** Problem **
In the records, change "flat screen" to "flat-panel" between the lines containing "Expected: one dot placed on each instance of the wall-mounted" and "point(518, 190)", inclusive, leaving everything else unchanged. Return only those lines.

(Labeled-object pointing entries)
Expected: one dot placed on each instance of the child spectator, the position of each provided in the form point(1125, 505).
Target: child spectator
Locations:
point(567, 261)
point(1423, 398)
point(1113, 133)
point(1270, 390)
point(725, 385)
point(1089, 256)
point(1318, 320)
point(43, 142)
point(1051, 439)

==

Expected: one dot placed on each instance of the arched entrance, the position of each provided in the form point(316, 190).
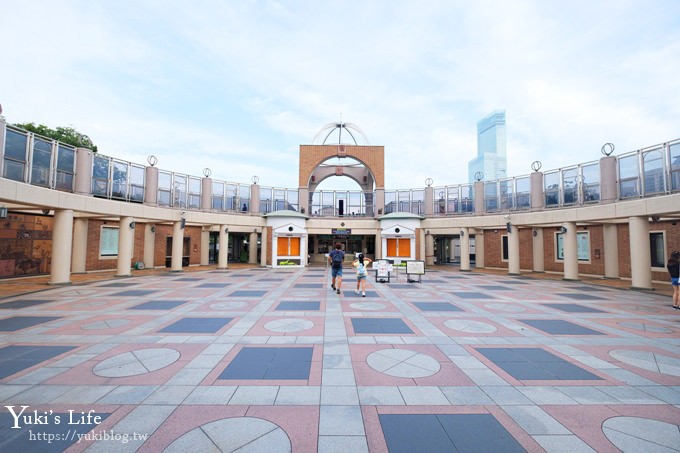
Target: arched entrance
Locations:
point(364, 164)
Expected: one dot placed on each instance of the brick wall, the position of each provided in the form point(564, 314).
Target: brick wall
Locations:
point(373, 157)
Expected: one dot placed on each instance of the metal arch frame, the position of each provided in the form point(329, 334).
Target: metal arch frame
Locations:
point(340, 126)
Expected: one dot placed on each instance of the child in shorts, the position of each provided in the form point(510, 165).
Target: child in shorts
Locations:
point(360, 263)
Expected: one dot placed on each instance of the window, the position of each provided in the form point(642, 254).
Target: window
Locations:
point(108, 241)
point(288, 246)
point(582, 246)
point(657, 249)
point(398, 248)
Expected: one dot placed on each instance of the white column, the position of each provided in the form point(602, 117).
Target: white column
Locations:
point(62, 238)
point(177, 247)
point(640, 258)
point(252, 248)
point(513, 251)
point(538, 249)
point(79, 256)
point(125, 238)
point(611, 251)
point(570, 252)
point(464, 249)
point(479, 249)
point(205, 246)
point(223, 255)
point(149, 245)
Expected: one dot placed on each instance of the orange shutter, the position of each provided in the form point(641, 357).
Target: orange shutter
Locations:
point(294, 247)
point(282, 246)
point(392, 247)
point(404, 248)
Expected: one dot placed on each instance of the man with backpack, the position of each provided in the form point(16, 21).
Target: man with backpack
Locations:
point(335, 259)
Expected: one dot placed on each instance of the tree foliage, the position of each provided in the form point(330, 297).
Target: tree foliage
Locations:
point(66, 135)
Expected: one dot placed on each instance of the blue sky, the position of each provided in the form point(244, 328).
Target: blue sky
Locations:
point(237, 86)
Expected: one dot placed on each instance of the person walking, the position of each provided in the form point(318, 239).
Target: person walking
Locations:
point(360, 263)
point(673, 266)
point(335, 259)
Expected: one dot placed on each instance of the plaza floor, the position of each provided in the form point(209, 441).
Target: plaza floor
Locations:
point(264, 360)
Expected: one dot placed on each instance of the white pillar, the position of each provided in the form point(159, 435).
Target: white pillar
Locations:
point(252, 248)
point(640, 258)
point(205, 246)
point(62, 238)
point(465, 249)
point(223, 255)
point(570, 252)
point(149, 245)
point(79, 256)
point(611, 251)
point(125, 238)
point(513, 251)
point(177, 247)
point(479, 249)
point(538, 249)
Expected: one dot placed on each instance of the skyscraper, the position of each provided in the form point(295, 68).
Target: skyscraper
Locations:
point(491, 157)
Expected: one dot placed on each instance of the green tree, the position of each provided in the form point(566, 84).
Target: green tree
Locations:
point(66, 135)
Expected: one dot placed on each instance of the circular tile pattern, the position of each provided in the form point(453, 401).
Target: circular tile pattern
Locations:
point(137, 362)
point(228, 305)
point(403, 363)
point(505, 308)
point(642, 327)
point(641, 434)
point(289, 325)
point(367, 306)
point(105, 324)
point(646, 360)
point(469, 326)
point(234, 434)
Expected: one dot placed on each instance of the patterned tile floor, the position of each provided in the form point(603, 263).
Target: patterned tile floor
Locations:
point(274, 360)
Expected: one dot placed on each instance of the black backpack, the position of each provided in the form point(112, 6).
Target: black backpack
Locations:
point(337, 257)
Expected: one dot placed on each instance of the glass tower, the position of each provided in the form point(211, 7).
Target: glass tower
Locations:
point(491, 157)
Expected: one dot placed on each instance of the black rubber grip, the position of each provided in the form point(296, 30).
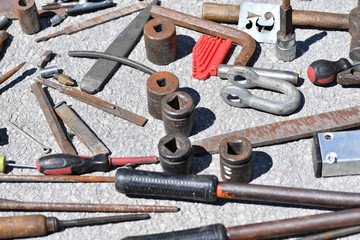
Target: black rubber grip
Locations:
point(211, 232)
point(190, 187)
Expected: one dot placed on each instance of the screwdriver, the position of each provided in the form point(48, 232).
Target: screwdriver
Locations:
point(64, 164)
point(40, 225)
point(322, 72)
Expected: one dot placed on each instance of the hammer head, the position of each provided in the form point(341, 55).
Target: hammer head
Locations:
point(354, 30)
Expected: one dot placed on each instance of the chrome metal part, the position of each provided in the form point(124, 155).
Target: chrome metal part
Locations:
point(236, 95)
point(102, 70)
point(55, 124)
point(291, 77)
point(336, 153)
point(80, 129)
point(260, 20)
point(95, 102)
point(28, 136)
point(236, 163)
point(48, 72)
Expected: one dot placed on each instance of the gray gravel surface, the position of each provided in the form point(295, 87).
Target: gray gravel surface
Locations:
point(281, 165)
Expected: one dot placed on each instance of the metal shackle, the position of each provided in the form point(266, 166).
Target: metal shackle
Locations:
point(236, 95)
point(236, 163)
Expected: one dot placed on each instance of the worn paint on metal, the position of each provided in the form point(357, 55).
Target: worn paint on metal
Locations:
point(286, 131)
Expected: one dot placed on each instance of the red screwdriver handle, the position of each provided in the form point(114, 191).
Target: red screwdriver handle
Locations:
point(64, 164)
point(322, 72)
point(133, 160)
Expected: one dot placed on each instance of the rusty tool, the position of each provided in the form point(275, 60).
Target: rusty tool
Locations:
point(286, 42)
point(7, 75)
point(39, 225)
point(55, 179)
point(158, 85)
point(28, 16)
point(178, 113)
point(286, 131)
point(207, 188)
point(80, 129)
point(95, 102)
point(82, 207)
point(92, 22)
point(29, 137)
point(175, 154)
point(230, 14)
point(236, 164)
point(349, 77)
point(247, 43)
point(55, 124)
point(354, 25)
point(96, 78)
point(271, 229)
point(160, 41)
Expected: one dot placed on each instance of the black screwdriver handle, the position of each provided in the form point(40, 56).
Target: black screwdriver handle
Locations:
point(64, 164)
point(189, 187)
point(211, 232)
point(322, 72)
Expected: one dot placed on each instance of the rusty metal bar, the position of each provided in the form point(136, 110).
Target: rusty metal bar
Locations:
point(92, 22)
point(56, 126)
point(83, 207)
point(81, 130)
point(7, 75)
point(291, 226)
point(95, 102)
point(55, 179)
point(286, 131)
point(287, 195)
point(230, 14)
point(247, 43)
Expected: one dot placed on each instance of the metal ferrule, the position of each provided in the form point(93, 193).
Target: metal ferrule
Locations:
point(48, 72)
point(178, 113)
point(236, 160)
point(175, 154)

---

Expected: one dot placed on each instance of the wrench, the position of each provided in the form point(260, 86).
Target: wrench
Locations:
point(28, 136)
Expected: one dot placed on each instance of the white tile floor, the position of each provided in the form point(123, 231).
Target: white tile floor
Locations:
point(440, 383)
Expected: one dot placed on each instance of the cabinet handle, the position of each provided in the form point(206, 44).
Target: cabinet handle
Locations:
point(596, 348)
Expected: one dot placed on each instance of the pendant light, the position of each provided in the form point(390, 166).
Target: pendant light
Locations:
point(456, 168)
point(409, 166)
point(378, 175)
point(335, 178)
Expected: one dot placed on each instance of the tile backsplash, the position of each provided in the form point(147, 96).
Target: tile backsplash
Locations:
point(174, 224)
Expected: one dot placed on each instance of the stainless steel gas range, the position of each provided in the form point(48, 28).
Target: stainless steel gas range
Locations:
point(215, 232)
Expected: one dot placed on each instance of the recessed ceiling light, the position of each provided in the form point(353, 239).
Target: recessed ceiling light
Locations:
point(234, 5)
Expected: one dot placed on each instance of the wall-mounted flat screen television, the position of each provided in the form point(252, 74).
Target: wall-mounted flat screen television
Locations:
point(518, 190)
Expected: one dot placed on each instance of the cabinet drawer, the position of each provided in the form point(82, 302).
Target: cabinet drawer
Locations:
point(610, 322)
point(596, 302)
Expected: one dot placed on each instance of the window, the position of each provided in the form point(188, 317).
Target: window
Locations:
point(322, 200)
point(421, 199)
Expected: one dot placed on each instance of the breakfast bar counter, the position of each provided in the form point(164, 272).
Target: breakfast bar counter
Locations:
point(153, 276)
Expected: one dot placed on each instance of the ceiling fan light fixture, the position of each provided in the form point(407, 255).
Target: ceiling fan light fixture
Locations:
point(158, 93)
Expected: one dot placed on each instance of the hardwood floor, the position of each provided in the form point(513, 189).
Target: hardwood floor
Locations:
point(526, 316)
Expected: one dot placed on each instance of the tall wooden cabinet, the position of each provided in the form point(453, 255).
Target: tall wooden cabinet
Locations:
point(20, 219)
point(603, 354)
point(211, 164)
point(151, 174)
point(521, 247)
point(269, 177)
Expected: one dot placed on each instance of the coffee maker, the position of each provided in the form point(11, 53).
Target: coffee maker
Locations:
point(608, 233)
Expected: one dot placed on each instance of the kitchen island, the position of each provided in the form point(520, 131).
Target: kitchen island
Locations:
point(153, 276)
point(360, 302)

** Task result **
Expected: one dot placed on each instance of the wall-mounted flat-panel television, the position of each provided in the form point(252, 74).
Target: wall-mounted flat-panel television
Locations:
point(518, 190)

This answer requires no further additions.